Can you reproduce the whole listing below, swapping every "Target" for "Label" and changing nothing else?

Items listed in a dataset

------------------------------------------------------------

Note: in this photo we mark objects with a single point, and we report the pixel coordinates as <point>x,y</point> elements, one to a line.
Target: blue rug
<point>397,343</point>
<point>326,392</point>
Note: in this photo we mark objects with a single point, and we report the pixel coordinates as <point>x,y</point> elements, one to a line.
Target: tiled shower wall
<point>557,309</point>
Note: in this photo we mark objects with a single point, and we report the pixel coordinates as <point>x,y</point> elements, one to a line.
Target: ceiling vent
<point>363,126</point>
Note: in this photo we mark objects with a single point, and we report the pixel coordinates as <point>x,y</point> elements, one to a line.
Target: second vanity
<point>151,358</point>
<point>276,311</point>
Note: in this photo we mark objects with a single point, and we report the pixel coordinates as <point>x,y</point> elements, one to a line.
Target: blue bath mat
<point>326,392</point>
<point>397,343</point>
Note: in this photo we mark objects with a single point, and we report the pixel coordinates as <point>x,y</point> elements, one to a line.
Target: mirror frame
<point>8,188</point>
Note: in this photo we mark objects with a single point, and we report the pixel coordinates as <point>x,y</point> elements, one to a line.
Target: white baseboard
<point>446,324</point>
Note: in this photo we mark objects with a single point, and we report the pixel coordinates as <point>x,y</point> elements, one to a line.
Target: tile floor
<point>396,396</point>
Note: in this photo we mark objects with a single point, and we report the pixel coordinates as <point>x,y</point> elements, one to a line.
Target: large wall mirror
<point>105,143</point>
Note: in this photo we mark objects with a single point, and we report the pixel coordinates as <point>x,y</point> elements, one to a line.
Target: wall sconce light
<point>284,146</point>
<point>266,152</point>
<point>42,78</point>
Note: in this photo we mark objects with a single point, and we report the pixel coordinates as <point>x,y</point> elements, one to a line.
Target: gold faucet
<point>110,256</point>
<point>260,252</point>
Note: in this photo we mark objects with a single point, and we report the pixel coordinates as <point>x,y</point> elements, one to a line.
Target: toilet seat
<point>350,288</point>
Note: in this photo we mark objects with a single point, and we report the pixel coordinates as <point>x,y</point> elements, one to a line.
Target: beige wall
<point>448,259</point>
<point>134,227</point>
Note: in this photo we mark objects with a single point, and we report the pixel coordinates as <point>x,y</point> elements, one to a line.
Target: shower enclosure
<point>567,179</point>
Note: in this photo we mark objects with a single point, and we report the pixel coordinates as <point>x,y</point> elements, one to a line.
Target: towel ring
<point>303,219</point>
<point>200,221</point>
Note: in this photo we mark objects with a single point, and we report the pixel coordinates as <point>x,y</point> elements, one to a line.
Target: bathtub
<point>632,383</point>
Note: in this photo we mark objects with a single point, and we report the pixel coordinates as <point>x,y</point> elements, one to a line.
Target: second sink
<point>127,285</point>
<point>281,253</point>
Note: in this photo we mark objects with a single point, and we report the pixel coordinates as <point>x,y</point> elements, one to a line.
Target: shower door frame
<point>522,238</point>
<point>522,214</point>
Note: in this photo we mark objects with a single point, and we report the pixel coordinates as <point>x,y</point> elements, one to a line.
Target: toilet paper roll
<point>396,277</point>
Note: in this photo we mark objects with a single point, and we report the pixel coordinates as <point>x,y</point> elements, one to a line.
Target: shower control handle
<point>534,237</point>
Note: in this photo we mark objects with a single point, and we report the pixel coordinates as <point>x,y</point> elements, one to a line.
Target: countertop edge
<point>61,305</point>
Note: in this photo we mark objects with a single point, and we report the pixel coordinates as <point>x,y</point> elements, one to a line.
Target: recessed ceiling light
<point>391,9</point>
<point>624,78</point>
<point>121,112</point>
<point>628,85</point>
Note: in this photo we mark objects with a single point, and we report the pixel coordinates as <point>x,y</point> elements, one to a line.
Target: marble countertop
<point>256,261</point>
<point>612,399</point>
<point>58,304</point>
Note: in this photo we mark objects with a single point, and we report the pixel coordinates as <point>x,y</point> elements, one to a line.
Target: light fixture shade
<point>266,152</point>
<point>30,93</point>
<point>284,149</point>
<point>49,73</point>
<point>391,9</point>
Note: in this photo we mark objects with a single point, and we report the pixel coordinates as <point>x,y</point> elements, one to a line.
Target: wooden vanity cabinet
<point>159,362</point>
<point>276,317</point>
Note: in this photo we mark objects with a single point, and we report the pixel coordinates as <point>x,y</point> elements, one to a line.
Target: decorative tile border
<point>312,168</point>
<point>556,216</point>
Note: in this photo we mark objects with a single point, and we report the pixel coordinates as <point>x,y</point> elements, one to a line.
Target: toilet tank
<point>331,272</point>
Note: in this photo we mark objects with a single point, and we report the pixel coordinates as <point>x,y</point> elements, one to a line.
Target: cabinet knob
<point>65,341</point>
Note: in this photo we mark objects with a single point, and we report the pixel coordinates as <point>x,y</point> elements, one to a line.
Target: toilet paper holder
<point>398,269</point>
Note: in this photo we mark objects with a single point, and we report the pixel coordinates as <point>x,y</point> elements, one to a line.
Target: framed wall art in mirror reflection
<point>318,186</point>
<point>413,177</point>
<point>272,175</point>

------------------------------------------------------------

Result
Note: in this photo we mark objects with a single point, and we report the pixel coordinates as <point>x,y</point> elements, one to a line.
Label: blue rug
<point>397,343</point>
<point>326,392</point>
Note: in this photo we mark objects with a single point, and we report the pixel coordinates as <point>x,y</point> elements, one to a line.
Label: tiled shower wall
<point>557,309</point>
Note: in this photo we mark objects with a single point, and we report the pixel coordinates as <point>x,y</point> elements, one to a line.
Label: ceiling vent
<point>363,126</point>
Note: in this photo we mark objects with a single point, and we report the pixel coordinates as <point>x,y</point> elements, one to a line.
Label: second vanity
<point>151,358</point>
<point>276,311</point>
Note: in this photo we mark objects with a single point, and we report the pixel coordinates as <point>x,y</point> elements, one to a line.
Label: blue bath mat
<point>326,392</point>
<point>397,343</point>
Note: in this photo we mark objects with a single point, and we report the pixel coordinates as <point>x,y</point> elements, one to a line.
Label: mirror frame
<point>8,188</point>
Note: in this photo we mark objects with a single point, and we report the pixel coordinates as <point>x,y</point> elements, one to a line.
Label: white baseboard
<point>446,324</point>
Note: in this photo we mark objects with a single point, and we report the pixel coordinates as <point>x,y</point> elements, one to a line.
Label: tile floor
<point>396,396</point>
Note: in this photo we mark objects with a single point, and we report the pixel coordinates as <point>x,y</point> elements, one to a line.
Label: large wall mirror
<point>105,143</point>
Note: in this photo we mark objects with a single point, and we report the pixel coordinates as <point>x,y</point> elements, one to a line.
Label: wall sconce light
<point>284,146</point>
<point>266,152</point>
<point>42,78</point>
Note: in this photo we mark objects with a single point, and we report the pixel coordinates as <point>x,y</point> elements, one to a line.
Label: gold faucet
<point>110,256</point>
<point>260,252</point>
Note: in this photo we mark objects with a single point, and we report the pixel coordinates as <point>x,y</point> elements, one to a line.
Label: toilet seat
<point>350,288</point>
Note: in this photo we mark objects with a single point, and we report the pixel coordinates as <point>x,y</point> elements, one to a line.
Label: beige wall
<point>448,259</point>
<point>134,227</point>
Note: in this photo we mark objects with a single point, and we report the pixel coordinates as <point>x,y</point> elements, one to a line.
Label: shower enclosure
<point>567,179</point>
Note: in this photo we mark objects with a single point, and we report the pixel coordinates as <point>x,y</point> elements, one to a line.
Label: towel ring
<point>303,219</point>
<point>200,221</point>
Note: in this photo we mark objects with a single point, and we report the pixel coordinates as <point>x,y</point> elements, one to a line.
Label: bathtub
<point>632,383</point>
Note: in this photo we mark objects with a single point, and we report the pixel coordinates as <point>x,y</point> elements, one to a line.
Label: second sink
<point>127,285</point>
<point>281,253</point>
Note: in this photo we mark objects with a single point, and we report the pixel coordinates as <point>x,y</point> elements, one to a line.
Label: shower door frame
<point>522,238</point>
<point>522,214</point>
Note: in this photo we mark objects with a single point, and we report the pixel coordinates as <point>x,y</point> elements, one to a line.
Label: toilet paper roll
<point>396,277</point>
Note: in this photo we mark objects with a single point, and we report the pixel coordinates as <point>x,y</point> elements, one to a line.
Label: shower control handle
<point>534,237</point>
Note: in this photo we mark objects with a single point, and we report the pixel coordinates as <point>x,y</point> elements, one to a line.
Label: countertop edge
<point>61,305</point>
Note: in this photo we mark objects with a single point, and we report the pixel coordinates as <point>x,y</point> elements, one to a line.
Label: recessed ceiling light
<point>391,9</point>
<point>624,78</point>
<point>121,112</point>
<point>628,85</point>
Note: in this photo we mark objects with a single point, and we report the pixel coordinates as <point>x,y</point> elements, one to a line.
Label: marble countertop
<point>256,261</point>
<point>612,399</point>
<point>58,304</point>
Note: in this photo we mark objects with a single point, and we report the pixel coordinates as <point>x,y</point> elements, one to a line.
Label: light fixture shade
<point>266,152</point>
<point>30,93</point>
<point>284,149</point>
<point>49,73</point>
<point>391,9</point>
Note: in this photo we mark objects with a single point, and we report the pixel coordinates as <point>x,y</point> elements, one to a line.
Label: wooden vanity cabinet
<point>159,362</point>
<point>276,317</point>
Note: in this photo we mark objects with a single point, and we report the pixel coordinates as <point>x,y</point> elements, one to a line.
Label: decorative tile border
<point>312,168</point>
<point>556,216</point>
Note: in this photo we mark objects with a single point, and we report the pixel coordinates as <point>x,y</point> elements, one to a line.
Label: toilet tank
<point>331,272</point>
Note: in this photo we mark objects with a single point, and we report the pixel coordinates as <point>x,y</point> elements, one to a line.
Label: cabinet knob
<point>65,341</point>
Note: in this photo we mark objects with a single point, and we report the pixel coordinates as <point>x,y</point> elements, one to a line.
Label: toilet paper holder
<point>398,269</point>
Note: in this photo we mark objects with a single point, and we report the pixel coordinates as <point>x,y</point> elements, one to a line.
Label: framed wall art in mirror reflection
<point>318,186</point>
<point>413,177</point>
<point>272,175</point>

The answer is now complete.